## WHAT YOU ARE ASKED TO DO
In how many lines of the data does the word "below" appear? Give the number by itself.

## DATA RECORDS

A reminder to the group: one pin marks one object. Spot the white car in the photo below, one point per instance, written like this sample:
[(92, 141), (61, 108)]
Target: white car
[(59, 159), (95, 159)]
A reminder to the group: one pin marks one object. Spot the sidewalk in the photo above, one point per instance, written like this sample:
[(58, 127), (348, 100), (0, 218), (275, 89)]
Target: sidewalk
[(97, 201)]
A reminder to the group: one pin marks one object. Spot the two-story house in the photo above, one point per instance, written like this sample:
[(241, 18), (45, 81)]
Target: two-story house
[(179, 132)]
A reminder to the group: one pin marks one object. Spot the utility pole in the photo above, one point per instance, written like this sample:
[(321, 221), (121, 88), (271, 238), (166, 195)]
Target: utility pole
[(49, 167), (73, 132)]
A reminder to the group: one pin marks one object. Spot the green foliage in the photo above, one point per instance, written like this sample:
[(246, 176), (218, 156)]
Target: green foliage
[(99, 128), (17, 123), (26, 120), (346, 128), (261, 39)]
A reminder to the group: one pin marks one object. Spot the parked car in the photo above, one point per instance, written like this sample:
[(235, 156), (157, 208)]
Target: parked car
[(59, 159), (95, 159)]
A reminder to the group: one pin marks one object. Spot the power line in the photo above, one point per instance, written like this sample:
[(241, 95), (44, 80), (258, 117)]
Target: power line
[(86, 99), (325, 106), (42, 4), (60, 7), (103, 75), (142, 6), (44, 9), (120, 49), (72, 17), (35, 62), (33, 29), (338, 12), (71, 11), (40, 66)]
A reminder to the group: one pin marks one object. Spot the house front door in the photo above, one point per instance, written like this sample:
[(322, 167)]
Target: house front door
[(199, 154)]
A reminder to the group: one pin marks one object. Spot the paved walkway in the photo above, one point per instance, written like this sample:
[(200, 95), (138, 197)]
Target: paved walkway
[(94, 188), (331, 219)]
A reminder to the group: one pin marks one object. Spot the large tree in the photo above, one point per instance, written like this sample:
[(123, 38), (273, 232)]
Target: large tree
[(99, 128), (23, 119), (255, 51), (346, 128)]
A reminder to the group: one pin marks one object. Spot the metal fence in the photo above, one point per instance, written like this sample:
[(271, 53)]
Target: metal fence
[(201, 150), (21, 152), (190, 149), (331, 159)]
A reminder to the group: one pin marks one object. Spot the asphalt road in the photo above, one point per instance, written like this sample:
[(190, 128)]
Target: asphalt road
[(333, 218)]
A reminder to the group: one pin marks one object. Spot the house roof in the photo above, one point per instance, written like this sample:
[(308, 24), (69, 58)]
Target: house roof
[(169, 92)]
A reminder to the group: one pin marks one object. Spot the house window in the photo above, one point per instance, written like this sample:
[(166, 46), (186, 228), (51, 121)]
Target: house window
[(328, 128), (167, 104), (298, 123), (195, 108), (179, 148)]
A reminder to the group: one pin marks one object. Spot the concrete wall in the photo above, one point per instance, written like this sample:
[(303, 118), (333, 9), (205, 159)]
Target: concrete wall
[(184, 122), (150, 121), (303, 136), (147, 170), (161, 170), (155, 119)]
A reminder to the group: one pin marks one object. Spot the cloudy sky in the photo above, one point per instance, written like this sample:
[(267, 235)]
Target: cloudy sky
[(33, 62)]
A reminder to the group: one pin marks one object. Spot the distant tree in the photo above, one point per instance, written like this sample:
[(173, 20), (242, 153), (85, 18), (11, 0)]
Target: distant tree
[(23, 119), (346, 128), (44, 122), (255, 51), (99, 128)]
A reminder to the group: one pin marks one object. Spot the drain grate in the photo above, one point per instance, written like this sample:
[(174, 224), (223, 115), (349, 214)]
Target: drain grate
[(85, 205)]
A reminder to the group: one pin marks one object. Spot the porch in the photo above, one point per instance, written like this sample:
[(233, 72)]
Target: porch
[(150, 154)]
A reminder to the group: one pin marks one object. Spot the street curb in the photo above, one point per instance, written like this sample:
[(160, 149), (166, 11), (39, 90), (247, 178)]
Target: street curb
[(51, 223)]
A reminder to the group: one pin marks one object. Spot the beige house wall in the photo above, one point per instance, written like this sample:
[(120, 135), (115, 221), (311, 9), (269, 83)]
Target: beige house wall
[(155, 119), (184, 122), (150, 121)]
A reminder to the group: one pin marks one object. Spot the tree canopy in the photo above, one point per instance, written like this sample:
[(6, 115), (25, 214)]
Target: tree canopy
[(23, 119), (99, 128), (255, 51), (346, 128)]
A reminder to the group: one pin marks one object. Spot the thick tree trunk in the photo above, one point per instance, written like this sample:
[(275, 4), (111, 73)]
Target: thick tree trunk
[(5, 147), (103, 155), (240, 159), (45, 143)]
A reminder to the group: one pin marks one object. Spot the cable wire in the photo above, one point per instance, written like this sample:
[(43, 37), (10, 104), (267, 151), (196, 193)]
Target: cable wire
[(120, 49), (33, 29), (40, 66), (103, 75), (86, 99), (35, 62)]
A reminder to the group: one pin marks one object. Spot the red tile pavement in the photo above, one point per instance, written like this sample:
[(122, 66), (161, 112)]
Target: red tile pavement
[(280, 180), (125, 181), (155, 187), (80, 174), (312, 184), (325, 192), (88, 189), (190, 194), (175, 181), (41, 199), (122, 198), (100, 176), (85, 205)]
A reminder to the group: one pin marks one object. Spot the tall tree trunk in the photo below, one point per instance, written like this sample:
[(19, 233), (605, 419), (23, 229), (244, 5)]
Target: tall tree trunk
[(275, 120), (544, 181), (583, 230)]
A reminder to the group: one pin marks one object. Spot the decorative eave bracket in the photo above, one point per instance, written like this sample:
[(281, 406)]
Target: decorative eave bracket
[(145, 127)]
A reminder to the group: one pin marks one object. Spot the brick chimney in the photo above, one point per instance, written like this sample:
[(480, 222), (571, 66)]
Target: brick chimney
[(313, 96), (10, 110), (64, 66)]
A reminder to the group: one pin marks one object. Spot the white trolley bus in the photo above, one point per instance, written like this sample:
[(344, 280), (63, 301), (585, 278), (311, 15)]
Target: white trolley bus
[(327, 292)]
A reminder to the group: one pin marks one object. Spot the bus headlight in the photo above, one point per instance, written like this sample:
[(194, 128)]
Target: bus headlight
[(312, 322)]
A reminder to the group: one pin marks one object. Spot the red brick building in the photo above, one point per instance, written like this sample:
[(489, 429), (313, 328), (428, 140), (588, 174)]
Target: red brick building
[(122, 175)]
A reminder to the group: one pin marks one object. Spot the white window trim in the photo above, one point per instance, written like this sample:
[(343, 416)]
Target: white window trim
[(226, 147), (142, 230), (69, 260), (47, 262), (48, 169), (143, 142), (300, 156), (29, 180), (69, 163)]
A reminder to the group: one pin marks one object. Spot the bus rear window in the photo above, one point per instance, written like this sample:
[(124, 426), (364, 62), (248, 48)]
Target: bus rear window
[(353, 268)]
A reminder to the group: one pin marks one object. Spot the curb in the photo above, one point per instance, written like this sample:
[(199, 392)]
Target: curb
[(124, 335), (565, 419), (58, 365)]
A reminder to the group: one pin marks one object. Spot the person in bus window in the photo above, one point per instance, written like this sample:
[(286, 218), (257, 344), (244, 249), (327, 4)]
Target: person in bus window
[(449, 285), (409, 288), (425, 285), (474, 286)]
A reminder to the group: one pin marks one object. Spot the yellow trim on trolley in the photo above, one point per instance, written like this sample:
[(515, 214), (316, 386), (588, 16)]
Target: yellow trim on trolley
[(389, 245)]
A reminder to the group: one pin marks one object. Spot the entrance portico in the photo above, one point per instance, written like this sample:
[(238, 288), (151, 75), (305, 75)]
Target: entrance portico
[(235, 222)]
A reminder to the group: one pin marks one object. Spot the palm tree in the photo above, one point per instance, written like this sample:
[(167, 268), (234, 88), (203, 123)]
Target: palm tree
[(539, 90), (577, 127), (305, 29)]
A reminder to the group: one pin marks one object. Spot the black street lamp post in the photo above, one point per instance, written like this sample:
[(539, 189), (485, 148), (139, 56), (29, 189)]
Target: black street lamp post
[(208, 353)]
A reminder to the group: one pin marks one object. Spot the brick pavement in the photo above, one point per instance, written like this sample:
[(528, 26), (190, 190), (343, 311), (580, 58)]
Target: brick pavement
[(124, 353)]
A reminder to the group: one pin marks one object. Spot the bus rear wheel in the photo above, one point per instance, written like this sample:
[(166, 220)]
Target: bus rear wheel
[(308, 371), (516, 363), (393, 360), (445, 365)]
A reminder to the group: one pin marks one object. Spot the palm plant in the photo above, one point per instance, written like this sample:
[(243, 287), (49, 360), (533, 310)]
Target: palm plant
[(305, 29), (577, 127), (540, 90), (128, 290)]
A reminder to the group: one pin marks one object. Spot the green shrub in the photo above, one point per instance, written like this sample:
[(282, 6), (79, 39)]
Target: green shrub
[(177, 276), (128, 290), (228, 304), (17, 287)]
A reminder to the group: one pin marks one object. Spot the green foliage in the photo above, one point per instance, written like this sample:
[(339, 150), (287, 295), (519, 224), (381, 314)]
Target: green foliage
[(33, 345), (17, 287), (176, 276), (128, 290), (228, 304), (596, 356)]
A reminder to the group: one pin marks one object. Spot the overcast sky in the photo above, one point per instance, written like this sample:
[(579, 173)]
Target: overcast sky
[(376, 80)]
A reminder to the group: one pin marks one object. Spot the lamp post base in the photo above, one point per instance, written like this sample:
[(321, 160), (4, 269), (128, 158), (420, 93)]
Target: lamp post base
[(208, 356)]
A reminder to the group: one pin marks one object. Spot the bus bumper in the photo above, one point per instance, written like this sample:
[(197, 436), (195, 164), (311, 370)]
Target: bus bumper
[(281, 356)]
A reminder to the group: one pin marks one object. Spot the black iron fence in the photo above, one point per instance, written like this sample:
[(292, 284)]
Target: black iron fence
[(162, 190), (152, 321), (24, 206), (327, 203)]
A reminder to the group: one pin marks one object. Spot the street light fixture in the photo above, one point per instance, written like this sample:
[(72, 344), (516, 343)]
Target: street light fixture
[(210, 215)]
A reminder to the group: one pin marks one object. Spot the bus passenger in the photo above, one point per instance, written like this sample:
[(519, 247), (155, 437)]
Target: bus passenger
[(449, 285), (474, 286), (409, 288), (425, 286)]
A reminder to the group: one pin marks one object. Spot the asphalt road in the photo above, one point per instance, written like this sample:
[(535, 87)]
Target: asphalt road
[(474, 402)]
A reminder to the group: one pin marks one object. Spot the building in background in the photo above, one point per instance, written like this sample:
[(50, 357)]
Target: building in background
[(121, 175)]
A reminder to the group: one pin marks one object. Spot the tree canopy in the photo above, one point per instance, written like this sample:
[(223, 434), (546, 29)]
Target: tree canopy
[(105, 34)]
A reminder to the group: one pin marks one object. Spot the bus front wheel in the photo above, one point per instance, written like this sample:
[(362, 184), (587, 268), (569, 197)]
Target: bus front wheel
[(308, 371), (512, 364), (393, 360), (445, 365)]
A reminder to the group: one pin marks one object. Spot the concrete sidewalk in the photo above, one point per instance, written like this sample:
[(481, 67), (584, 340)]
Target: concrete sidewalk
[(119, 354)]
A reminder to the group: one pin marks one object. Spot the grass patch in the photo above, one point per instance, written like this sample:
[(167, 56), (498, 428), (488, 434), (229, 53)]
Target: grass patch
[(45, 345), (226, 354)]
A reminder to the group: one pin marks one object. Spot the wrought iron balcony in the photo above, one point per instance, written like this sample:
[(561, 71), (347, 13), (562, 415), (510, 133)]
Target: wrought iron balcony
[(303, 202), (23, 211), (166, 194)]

## ANSWER SECTION
2